SOURCE —
● ● ● ● ● ● ●

Isaiah 11.1-10; Psalm 72.1-7, 18-19; Romans 15.4-13; Matthew 3.1-12
O Lord, raise up, we pray, your power and come among us, and with great might succour us; that whereas, through our sins and wickedness, we are grievously hindered in running the race that is set before us, your bountiful grace and mercy may speedily help and deliver us; through Jesus Christ our Lord. Amen.
MATTHEW’s sudden and dramatic introduction of John the Baptist, straight after the return of the Holy Family from Egypt (Matthew 2.19-23), moves the focus from the dreams and signs that surround Jesus’s birth and early childhood to what might be called the beginning of the end.
John, who prepares the ground for the message that Jesus will bring, tells the crowds streaming out to the Jordan about the last act in Jesus’s ministry. Out of this final judgement, the baptism of fire, there are only two destinies: the wheat will be gathered, and the chaff will be burned (Matthew 3.11-12).
It is a terrifying proposition, even when it is detached from the experience of John’s contemporaries, who heard it from a preacher closely resembling the received picture of Elijah (2 Kings 1.8).
The part of the prophet is one aspect of John, fulfilling the promise of Isaiah 40.3 that a voice crying out in the wilderness would give warning to “prepare the way of the Lord”. For Matthew, Dale Allison writes, he is also “Jesus’s typological forerunner” (“Matthew” in The Oxford Bible Commentary, edited by John Barton and John Muddiman, Oxford, 2001).

● ● ● ● ● ● ●

ENTRIES —
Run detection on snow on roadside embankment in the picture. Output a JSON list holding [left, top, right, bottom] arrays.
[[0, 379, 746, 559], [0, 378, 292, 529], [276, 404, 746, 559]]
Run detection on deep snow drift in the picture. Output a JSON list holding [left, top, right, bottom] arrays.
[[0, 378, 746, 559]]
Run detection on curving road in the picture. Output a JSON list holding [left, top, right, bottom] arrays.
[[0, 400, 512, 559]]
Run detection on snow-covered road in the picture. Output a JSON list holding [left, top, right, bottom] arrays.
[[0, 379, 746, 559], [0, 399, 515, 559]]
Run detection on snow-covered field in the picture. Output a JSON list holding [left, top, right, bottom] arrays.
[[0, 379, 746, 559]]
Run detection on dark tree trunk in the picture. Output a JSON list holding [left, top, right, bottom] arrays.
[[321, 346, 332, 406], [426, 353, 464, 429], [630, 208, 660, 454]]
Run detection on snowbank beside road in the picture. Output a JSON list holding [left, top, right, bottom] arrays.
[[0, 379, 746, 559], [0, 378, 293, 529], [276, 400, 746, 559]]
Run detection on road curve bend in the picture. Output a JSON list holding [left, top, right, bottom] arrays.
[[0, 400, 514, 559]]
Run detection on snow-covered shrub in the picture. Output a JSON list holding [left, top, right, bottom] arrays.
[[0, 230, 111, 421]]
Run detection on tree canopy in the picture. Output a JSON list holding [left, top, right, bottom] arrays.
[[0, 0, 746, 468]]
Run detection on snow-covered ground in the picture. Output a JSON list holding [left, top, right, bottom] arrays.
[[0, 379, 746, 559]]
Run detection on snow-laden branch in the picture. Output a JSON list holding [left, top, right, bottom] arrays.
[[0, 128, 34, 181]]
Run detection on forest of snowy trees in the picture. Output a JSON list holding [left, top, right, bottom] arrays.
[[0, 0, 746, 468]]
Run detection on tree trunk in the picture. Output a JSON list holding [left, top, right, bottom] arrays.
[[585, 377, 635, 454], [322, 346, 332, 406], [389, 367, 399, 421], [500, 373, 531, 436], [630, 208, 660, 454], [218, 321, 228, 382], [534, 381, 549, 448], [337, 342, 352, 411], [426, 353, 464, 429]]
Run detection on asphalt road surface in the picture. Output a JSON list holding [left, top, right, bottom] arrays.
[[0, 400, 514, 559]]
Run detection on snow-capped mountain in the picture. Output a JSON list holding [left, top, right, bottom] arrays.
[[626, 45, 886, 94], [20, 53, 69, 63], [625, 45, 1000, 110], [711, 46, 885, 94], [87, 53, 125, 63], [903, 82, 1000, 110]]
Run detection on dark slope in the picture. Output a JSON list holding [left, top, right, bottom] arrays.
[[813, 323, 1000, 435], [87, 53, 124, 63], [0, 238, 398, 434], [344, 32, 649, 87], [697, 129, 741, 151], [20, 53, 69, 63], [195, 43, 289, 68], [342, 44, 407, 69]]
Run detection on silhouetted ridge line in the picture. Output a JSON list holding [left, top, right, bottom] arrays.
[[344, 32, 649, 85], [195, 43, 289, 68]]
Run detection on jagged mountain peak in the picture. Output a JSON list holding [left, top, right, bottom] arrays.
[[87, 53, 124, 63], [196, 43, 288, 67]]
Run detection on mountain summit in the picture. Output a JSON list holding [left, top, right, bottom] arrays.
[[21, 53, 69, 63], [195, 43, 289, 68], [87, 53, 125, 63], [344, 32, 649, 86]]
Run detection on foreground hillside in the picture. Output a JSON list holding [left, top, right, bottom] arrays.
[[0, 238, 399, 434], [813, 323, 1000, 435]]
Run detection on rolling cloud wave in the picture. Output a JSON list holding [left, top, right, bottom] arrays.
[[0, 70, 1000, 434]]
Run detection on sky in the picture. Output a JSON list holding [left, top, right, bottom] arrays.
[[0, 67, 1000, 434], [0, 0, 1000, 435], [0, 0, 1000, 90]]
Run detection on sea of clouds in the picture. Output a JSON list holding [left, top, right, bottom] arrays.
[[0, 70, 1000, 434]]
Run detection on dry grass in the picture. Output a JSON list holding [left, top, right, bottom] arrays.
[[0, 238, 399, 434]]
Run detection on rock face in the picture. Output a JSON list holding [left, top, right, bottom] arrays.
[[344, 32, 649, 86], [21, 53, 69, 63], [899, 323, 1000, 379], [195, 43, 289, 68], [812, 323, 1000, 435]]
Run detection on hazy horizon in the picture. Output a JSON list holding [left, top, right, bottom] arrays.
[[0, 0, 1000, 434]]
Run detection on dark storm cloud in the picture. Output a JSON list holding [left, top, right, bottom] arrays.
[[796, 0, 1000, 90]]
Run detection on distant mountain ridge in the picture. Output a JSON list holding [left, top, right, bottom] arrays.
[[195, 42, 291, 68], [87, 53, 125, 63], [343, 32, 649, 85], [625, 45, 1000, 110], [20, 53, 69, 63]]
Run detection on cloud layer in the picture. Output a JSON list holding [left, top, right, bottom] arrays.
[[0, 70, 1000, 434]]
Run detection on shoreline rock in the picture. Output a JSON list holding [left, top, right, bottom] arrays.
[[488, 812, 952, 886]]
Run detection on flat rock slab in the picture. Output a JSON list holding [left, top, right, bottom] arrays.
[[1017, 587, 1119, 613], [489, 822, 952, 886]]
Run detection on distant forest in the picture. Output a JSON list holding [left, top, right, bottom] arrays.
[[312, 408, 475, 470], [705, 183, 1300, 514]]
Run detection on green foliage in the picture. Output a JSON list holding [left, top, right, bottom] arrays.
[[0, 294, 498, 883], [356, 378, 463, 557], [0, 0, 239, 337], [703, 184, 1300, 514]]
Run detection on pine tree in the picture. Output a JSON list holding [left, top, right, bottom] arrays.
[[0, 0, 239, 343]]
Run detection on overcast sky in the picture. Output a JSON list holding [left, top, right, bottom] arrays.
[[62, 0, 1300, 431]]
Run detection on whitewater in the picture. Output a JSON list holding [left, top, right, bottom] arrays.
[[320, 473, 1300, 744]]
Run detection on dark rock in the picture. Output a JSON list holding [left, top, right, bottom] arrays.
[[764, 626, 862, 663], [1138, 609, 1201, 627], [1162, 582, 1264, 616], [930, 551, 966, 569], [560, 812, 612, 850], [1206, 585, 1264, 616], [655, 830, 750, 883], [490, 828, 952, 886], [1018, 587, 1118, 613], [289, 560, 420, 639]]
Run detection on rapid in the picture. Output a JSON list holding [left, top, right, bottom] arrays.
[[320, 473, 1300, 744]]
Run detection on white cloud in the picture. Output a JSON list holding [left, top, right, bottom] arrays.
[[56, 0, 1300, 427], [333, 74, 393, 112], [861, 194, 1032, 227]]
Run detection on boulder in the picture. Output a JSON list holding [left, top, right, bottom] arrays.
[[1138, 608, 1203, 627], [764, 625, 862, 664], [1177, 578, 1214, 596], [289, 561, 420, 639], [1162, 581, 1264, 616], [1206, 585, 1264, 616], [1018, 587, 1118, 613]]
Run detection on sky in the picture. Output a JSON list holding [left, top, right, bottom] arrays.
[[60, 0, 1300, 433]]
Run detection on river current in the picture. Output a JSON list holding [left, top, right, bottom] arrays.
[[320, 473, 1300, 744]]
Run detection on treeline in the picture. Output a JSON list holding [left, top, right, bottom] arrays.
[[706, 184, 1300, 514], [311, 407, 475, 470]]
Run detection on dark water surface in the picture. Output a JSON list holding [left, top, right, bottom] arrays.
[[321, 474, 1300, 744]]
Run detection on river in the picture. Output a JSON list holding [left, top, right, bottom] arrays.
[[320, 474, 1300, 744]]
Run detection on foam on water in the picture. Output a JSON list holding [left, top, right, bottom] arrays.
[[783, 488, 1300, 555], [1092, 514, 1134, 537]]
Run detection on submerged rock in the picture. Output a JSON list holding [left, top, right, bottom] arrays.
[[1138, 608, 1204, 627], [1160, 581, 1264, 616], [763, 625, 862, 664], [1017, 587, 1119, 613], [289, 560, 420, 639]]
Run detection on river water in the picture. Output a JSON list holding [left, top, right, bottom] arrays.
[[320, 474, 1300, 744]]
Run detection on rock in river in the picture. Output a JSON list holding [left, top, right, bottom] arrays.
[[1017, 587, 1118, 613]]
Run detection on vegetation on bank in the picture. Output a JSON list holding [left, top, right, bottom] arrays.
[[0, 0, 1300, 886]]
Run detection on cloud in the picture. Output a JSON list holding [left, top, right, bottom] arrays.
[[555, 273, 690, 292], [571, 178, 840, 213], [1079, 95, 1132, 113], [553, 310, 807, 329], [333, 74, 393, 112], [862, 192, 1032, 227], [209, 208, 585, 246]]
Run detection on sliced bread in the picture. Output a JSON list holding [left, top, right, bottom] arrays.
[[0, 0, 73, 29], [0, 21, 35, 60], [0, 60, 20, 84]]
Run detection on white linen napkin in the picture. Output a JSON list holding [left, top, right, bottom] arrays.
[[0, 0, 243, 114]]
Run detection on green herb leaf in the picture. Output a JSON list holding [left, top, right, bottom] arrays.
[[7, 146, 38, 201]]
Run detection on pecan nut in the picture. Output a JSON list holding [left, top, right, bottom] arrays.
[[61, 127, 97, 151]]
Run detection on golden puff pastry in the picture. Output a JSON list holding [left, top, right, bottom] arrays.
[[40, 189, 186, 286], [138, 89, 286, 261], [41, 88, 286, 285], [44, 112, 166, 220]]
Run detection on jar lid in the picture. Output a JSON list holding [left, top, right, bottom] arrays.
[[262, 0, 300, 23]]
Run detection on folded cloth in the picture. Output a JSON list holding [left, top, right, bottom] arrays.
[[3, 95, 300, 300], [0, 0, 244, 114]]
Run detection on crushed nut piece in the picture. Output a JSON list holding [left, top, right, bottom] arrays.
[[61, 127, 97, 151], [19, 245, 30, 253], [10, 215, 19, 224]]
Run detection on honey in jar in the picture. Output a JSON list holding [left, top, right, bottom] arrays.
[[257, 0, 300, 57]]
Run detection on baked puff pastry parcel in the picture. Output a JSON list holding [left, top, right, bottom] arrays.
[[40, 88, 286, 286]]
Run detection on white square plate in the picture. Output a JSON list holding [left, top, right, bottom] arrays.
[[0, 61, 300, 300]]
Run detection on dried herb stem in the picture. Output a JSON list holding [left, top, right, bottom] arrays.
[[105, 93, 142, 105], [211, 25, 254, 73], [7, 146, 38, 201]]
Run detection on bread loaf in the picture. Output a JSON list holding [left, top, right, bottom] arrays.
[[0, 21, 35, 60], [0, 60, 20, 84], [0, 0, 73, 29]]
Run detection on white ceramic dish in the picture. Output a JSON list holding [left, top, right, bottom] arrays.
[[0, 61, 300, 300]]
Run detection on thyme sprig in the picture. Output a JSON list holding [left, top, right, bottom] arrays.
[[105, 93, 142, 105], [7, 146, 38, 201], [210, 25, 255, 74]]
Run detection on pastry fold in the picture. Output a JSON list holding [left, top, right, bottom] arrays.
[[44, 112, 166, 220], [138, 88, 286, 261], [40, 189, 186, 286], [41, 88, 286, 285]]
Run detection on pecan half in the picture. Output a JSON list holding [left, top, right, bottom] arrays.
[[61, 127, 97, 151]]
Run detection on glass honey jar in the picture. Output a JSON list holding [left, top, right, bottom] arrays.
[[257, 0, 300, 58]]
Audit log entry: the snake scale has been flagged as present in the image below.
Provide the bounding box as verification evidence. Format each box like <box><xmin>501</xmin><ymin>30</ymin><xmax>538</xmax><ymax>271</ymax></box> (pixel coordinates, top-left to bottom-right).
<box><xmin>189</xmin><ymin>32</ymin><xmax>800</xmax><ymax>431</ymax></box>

● ● ● ● ● ● ●

INSTRUCTION 1 — According to the commentary, whose received picture does the preacher John closely resemble?
INSTRUCTION 2 — List every scripture reading given at the top of the commentary.
INSTRUCTION 3 — Repeat the passage of the commentary that begins with the words containing "MATTHEW’s sudden and" and ends with "(2 Kings 1.8).".
The records were gathered from a different source than the commentary.

FULL OUTPUT 1 — Elijah.

FULL OUTPUT 2 — Isaiah 11.1-10; Psalm 72.1-7, 18-19; Romans 15.4-13; Matthew 3.1-12

FULL OUTPUT 3 —
MATTHEW’s sudden and dramatic introduction of John the Baptist, straight after the return of the Holy Family from Egypt (Matthew 2.19-23), moves the focus from the dreams and signs that surround Jesus’s birth and early childhood to what might be called the beginning of the end.
John, who prepares the ground for the message that Jesus will bring, tells the crowds streaming out to the Jordan about the last act in Jesus’s ministry. Out of this final judgement, the baptism of fire, there are only two destinies: the wheat will be gathered, and the chaff will be burned (Matthew 3.11-12).
It is a terrifying proposition, even when it is detached from the experience of John’s contemporaries, who heard it from a preacher closely resembling the received picture of Elijah (2 Kings 1.8).